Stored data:
┌──

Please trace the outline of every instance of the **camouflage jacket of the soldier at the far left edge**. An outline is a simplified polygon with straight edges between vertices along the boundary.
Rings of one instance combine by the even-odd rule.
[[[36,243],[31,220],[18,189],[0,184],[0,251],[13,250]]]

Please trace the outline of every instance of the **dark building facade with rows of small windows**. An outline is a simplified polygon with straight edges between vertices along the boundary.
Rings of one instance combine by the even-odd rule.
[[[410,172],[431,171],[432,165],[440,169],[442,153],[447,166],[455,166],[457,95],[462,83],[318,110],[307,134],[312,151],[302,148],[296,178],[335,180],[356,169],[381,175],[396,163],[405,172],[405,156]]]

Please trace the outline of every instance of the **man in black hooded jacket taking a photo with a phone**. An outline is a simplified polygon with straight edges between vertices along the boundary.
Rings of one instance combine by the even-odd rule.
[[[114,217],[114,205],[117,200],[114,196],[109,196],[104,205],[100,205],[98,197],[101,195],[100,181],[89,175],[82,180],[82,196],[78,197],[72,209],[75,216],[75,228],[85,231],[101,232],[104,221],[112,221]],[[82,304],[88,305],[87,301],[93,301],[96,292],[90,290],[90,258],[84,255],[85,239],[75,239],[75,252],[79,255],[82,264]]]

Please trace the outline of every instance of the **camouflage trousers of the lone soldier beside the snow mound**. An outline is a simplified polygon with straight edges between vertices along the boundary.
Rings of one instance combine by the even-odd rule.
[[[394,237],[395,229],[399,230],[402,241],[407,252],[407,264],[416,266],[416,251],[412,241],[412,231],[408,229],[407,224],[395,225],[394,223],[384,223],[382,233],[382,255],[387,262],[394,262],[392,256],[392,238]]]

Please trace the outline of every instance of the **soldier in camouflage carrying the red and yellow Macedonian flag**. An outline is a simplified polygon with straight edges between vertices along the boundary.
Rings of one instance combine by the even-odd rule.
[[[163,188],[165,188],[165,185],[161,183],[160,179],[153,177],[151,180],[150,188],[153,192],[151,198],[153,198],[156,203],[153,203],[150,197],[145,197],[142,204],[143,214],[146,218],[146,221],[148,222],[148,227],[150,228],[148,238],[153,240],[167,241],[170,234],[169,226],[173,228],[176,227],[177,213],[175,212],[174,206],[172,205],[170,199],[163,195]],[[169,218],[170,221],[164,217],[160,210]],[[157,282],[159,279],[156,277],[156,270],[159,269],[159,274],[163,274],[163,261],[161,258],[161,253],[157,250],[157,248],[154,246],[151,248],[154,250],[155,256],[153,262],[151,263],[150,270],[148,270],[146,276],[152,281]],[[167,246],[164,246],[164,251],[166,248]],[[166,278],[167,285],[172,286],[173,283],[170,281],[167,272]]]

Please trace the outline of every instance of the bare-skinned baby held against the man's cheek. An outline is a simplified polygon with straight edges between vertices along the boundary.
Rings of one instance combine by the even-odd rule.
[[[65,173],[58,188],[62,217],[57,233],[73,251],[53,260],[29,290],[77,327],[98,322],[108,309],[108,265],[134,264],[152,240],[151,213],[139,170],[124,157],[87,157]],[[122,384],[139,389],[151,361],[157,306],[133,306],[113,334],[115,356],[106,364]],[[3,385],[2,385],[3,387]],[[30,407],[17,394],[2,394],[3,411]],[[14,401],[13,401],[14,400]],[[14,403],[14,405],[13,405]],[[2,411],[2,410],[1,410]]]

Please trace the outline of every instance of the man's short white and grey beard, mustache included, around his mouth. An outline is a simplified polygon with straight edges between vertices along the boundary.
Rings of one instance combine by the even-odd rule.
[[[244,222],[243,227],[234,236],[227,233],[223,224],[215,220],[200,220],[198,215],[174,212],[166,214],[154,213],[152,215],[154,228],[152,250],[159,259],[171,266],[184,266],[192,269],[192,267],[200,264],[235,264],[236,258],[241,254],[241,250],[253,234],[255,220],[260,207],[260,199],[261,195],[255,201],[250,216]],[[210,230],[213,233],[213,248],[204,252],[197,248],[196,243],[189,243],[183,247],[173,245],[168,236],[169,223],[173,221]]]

└──

- PROBLEM STATEMENT -
Please print exactly what appears from the first line of the data through the line with "Please trace the outline of every instance of the **man", including both of those lines and nothing past them.

- YOUR SOLUTION -
Please trace the outline of every instance of the **camouflage jacket of the soldier at the far left edge**. An outline is a simplified polygon with straight edges between vertices along the boundary.
Rings of one instance combine by the even-odd rule.
[[[36,243],[31,220],[18,189],[0,184],[0,251],[13,250]]]

Please trace the outline of every instance of the **dark building facade with rows of small windows**. An outline is a simplified polygon with straight edges between vertices along the boundary.
Rings of one instance combine by the even-odd rule.
[[[410,172],[431,171],[432,165],[440,169],[442,153],[447,166],[455,166],[457,95],[462,83],[318,110],[307,134],[312,151],[302,148],[296,178],[335,180],[356,169],[381,175],[396,163],[405,172],[405,156]]]

Please trace the outline of every instance of the **man in black hooded jacket taking a photo with a phone**. An outline is a simplified polygon with straight edges between vertices along the boundary.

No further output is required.